- WHAT IS BEING ASKED:
Each entry below needs to be retyped exactly as given.

- TASK DATA:
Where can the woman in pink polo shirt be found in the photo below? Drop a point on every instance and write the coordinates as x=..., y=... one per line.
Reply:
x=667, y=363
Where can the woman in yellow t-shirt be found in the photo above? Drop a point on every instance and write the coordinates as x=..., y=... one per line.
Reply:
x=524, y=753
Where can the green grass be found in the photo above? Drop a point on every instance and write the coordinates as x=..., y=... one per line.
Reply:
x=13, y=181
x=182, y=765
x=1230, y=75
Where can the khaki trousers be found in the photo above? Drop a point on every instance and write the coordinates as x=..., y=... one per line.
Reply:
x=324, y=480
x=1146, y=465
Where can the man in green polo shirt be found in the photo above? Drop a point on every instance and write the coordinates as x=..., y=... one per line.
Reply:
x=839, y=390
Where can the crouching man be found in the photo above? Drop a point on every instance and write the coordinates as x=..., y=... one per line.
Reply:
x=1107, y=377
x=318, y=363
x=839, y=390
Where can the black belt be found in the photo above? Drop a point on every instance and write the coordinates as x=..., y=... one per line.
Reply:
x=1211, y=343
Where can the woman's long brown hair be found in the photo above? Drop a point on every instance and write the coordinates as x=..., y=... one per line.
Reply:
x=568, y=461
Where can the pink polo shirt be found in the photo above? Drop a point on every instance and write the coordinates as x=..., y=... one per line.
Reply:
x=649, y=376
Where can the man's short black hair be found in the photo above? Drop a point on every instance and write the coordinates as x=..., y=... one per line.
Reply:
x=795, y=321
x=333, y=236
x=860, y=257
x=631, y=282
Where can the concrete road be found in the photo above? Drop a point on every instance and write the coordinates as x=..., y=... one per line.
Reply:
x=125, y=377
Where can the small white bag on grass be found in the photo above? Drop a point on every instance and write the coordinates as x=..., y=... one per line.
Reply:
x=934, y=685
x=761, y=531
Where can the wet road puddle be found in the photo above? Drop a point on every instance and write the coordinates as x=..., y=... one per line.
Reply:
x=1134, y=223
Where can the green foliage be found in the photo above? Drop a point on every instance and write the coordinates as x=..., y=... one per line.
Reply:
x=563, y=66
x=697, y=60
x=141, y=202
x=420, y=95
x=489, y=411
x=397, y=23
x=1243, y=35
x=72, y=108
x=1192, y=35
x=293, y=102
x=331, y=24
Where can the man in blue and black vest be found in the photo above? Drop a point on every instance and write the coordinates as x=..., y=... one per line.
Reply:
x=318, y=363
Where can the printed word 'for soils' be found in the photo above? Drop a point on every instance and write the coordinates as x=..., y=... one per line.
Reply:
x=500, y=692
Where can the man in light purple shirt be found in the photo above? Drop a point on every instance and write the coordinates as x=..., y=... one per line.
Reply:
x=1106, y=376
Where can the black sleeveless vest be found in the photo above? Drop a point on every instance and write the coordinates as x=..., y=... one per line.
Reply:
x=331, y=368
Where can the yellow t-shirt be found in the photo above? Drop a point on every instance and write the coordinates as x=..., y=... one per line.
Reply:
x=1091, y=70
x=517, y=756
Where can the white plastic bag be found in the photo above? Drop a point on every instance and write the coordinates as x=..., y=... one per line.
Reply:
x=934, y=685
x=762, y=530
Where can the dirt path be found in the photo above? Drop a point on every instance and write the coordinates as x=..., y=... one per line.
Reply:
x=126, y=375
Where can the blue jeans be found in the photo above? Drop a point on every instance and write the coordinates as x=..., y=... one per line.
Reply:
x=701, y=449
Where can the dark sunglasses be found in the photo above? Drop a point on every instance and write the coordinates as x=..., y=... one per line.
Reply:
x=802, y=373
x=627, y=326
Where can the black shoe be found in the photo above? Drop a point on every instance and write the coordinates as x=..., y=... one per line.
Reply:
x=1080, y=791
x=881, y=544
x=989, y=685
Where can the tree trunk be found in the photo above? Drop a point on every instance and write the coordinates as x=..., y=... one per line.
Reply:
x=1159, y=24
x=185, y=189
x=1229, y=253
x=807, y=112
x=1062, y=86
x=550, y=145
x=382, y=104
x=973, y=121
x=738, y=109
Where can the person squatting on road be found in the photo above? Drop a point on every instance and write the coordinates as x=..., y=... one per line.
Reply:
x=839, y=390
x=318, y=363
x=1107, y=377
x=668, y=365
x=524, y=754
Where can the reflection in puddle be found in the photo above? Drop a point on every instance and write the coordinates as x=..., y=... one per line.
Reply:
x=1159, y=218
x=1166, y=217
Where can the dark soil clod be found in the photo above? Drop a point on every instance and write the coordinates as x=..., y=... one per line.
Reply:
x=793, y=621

- TASK ANSWER:
Where can the woman in pink polo shirt be found in the photo below? Drop a point on every instance and write the coordinates as x=..., y=... one per line.
Reply:
x=667, y=363
Where can the woman in yellow t-shirt be found in the photo above? Drop a point on every instance and write the coordinates as x=..., y=... one per line.
Reply:
x=524, y=753
Where can the green grass be found in the photo above? Drop a point on every instance and write the coordinates as x=..., y=... one per line.
Reply:
x=13, y=181
x=182, y=765
x=1230, y=75
Where can the khaki trousers be found in the photo above? Drop a point on every instance and write the coordinates as x=..., y=... one per line.
Reply:
x=324, y=480
x=1146, y=465
Where can the man in green polo shirt be found in the photo above? Drop a point on every instance and write the coordinates as x=..., y=... one per line.
Reply:
x=839, y=390
Where can the crouching man be found in the photo above? Drop a point on every instance and write the coordinates as x=..., y=... one per line.
Reply:
x=1107, y=377
x=318, y=363
x=839, y=390
Where can the black belt be found in the photo above? Drop a point on every instance and write the coordinates as x=..., y=... one per line.
Reply:
x=1211, y=343
Where can the woman's long brown hair be found in the photo above? Drop a point on every instance and write the coordinates as x=..., y=... one per line.
Reply:
x=568, y=461
Where can the pink polo shirt be found in the photo above? Drop a point on every instance and write the coordinates as x=..., y=... one per line.
Reply:
x=649, y=376
Where can the man's short black hair be found in the photo above? Drop a point on every instance and write the coordinates as x=..., y=... one per line.
Reply:
x=795, y=321
x=333, y=236
x=860, y=257
x=631, y=282
Where can the concrete road be found in the photo above? Drop a point on every instance and write the coordinates as x=..., y=... one per line.
Reply:
x=125, y=377
Where can the small white bag on grass be found in the photo above? Drop a point on every instance and write the coordinates as x=..., y=... one per line.
Reply:
x=934, y=685
x=761, y=531
Where can the wet road puddle be found in the photo above? Drop a point on every instance and write the coordinates as x=..., y=... one per line.
Reply:
x=1134, y=223
Where can the green foliage be found in the photo above? Drop a point on every instance and write the coordinates as x=..., y=... one per line.
Reply:
x=563, y=66
x=697, y=60
x=141, y=202
x=420, y=95
x=489, y=411
x=397, y=23
x=1243, y=35
x=72, y=108
x=1192, y=35
x=293, y=102
x=331, y=24
Where can the man in blue and black vest be found in the photo above? Drop a point on every instance and write the coordinates as x=..., y=... one per line.
Reply:
x=318, y=363
Where can the printed word 'for soils' be found in the photo above? Drop a point on every instance and write the coordinates as x=..., y=... one per line.
Reply:
x=500, y=692
Where can the man in light purple shirt be found in the photo above? Drop a point on every instance and write the coordinates as x=..., y=... one per line.
Reply:
x=1106, y=376
Where can the black sleeveless vest be found in the photo above? Drop a point on every instance and write the coordinates as x=..., y=... one per line.
Reply:
x=331, y=368
Where can the yellow t-shirt be found in the photo above? Drop a point on every instance and write the coordinates as x=..., y=... one per line.
Reply:
x=1091, y=70
x=517, y=756
Where can the white plastic bag be found in the photo above? Drop a point on every instance and write the coordinates as x=..., y=... one per line.
Reply:
x=934, y=685
x=762, y=530
Where can the dirt path be found in the photo above? Drop a point on every instance and write the coordinates as x=..., y=... one per line.
Reply:
x=126, y=375
Where can the blue jeans be found in the photo above? Drop a point on every instance and write the coordinates as x=..., y=... one per line.
Reply:
x=701, y=449
Where can the dark sunglasses be found in the photo above? Drop a point on every instance and write the coordinates as x=..., y=... one per line.
Reply:
x=802, y=373
x=627, y=326
Where can the black shoe be found in the photo above? Drop a point on every instance and write the coordinates as x=..., y=... one per line.
Reply:
x=1080, y=791
x=881, y=544
x=989, y=685
Where can the tree trunk be found in the photo above? Drop a point on every instance and write the coordinates as x=..., y=... one per line.
Reply:
x=1159, y=24
x=185, y=189
x=1229, y=253
x=807, y=112
x=1062, y=86
x=550, y=145
x=382, y=104
x=973, y=121
x=738, y=109
Where can the person squatting on road be found in the photo above? Drop a point on every instance and write the coordinates as x=..., y=... one per line.
Reply:
x=839, y=390
x=318, y=363
x=1107, y=377
x=668, y=365
x=524, y=754
Where can the reflection in puddle be found in the photo above? Drop a point on every instance and write the coordinates as x=..., y=... one per line.
Reply:
x=1159, y=218
x=1166, y=217
Where can the dark soil clod be found in the photo above? Drop a point on every instance and write the coordinates as x=..., y=... one per line.
Reply:
x=793, y=621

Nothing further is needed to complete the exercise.